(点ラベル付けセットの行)
****************************************
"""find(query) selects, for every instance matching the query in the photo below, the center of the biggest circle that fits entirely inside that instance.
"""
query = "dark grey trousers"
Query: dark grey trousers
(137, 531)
****************************************
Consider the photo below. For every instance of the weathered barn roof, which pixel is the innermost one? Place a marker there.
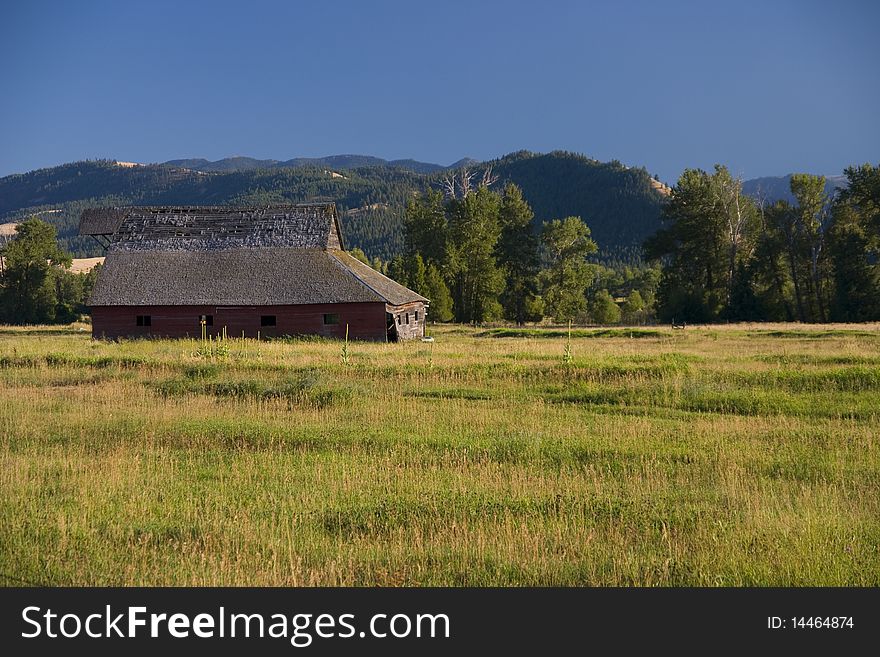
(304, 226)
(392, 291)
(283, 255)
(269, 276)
****************************************
→ 作成するもの
上の行のうち、文字列「below」を含む行をすべて集め、そのまま書き写してください。大文字と小文字は区別します。

→ 課題の結果
"""find(query) selects, for every instance matching the query in the photo below, the center of the biggest circle that fits entirely inside that instance.
Consider the photo below. For every instance of the weathered barn roof, which pixel is the innermost one? Place a marker there.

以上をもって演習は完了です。